(Document):
==========

"I don’t know whether people in [Bulgaria] realize how much they owe somebody they may never have heard of." —Elena Poptodorova
Without ever stepping foot on southern soil, renowned literary translator Krastan Dyankov made southern writing—its language, narratives, and nuances—come alive in his native Bulgarian. “The translator—not only of fiction, but of any text—is the Pony Express for the culture,” Dyankov said. “A great responsibility and a true knowledge of the matter you work with is required of a good translator.”
With our 21c Fiction Issue fresh off the press, we share a Loose Leaf interview with Bulgarian Ambassador (and literary translator) Elena Poptodorova on her mentor Dyankov and the power of words to forge cross-cultural understanding, as well as an excerpt from an interview with Dyankov conducted by William R. Ferris in 1987 from our Summer 2015 issue.
Elena Poptodorova is the current Ambassador of Bulgaria to the United States, and previously served in this role between 2002 and 2008. Ambassador Poptodorova holds degrees in English and Italian linguistic and literary studies from the Kliment Ohridski University of Sofia. After defending her thesis on Tennessee Williams’s A Streetcar Named Desire, she was pulled in as a last-minute translator at Bulgaria’s Ministry of Foreign Affairs. It turns out she had a knack for this work, and a forty-year career in international relations and politics was born. “I never quit learning and working with language,” she says. “I think words are probably the most important thing. I have deepest respect and admiration when they’re well-chosen, well-arranged.”
Ambassador Elena Poptodorova
Southern Cultures Interview, Summer 2015
This is what I think Krastan Dyankov was all about. He wouldn’t bother with time, in terms of deadlines. I don’t mean he wouldn’t observe a deadline, I mean he would take his time. So, a book may be translated, I don’t know, for a year, a couple of years. But he would not compromise for a more manufactured, industrial approach to translation. He would not compromise the quality. And he had the best knowledge of Bulgarian vernacular or dialects in order to render—which is never the same, but he got the closest anyone can, in translations from here. I don’t know whether people in this country realize how much they owe somebody they may never have heard of.
[Dyankov] introduced America to Bulgarians. He also started the Group of the Friends of America in Bulgaria, and that was well before ’89. And he was explaining America to Bulgarians without ever having set his foot here. He never visited; he never could visit.

==========

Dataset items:
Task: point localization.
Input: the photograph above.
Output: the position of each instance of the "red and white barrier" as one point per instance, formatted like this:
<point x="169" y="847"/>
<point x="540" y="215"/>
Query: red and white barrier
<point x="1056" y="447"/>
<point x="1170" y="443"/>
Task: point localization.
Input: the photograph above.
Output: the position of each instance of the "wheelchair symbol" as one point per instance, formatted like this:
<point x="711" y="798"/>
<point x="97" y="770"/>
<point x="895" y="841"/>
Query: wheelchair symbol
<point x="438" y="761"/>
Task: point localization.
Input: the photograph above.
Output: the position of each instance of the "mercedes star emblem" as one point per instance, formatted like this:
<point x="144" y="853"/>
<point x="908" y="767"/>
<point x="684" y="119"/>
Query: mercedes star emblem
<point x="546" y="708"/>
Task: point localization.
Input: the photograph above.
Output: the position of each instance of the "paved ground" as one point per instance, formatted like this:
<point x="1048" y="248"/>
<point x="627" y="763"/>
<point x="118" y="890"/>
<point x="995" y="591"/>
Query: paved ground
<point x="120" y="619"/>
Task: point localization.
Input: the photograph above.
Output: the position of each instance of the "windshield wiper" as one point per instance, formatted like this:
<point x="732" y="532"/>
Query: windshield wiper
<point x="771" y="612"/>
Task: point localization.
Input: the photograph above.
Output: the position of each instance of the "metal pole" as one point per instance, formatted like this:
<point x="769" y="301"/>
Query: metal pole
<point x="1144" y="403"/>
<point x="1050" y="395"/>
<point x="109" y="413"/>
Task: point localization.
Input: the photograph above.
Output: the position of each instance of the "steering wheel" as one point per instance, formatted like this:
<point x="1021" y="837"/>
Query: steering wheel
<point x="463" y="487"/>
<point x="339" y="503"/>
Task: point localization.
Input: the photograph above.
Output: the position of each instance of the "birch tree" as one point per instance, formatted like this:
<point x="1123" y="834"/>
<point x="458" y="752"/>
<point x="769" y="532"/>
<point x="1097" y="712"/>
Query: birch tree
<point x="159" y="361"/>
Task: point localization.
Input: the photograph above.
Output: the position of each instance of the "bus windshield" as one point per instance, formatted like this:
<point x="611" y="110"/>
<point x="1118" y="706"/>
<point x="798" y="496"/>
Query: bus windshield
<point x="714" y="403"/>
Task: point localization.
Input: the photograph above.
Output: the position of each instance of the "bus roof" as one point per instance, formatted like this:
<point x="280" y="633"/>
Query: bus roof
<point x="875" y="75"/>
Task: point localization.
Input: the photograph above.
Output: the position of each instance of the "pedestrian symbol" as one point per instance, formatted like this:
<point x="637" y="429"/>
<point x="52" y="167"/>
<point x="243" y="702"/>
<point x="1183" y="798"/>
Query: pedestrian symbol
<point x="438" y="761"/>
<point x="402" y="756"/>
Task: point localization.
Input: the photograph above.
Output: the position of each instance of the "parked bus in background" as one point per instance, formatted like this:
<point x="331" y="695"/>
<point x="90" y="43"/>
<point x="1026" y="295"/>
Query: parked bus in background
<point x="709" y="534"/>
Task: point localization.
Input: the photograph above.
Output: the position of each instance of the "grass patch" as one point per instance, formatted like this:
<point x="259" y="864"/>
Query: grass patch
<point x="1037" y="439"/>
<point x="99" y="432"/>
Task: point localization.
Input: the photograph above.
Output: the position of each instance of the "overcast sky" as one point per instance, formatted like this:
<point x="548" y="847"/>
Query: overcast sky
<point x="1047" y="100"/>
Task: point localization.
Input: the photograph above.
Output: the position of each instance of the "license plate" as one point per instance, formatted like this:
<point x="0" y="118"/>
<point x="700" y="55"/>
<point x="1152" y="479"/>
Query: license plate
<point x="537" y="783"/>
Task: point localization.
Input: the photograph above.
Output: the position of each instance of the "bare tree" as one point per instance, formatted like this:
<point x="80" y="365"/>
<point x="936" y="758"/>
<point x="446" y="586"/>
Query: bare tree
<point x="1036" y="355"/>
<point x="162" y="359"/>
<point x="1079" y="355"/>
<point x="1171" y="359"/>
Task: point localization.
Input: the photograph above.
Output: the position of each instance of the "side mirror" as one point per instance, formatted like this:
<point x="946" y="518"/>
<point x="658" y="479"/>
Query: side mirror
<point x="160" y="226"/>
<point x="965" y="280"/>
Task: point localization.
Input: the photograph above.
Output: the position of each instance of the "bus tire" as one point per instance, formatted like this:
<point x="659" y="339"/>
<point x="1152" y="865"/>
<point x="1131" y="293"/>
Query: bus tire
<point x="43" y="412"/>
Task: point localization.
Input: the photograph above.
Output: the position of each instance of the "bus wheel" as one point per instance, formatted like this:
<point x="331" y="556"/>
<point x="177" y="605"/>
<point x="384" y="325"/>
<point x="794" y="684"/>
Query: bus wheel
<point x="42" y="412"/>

==========

(Work to do):
Please name the university where, according to the article, Elena Poptodorova earned her degrees. The listing has no connection to the article.

(Written response):
The Kliment Ohridski University of Sofia.